Copy out every line of the records, starting with the line that contains "# test: point to the utility" and continuing through the last line of the records, with each line unchanged.

[Entries for pointing at named objects]
┄┄┄┄┄┄┄┄┄┄

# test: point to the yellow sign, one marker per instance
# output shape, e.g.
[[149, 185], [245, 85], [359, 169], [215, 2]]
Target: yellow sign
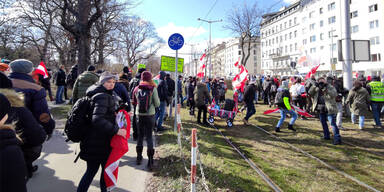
[[168, 64], [141, 66]]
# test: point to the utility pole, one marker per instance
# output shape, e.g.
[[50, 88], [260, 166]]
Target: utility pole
[[209, 47], [347, 63]]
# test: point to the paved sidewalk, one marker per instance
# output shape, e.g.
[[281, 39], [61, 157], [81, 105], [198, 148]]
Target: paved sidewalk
[[58, 173]]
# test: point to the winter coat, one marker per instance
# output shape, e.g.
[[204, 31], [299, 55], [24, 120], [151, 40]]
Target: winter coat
[[31, 132], [249, 93], [82, 83], [358, 100], [13, 172], [60, 78], [329, 98], [122, 92], [34, 99], [96, 144], [154, 98], [201, 94]]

┄┄┄┄┄┄┄┄┄┄

» Solution below
# test: point to the utility pole, one marker per instance
# output shape, e.g.
[[50, 88], [260, 166]]
Target: utility pole
[[209, 47], [347, 63]]
# test: point to the paved sidewalk, one marker per instance
# output shape, e.g.
[[281, 39], [61, 157], [81, 105], [198, 148]]
Target: paved sidewalk
[[58, 173]]
# test: point to the winter coat, one marker per instance
# output shape, e.g.
[[204, 31], [299, 55], [24, 120], [151, 40]]
Target: winter coat
[[31, 132], [249, 93], [82, 83], [358, 100], [13, 172], [60, 78], [329, 98], [122, 92], [34, 99], [96, 144], [154, 98], [201, 94]]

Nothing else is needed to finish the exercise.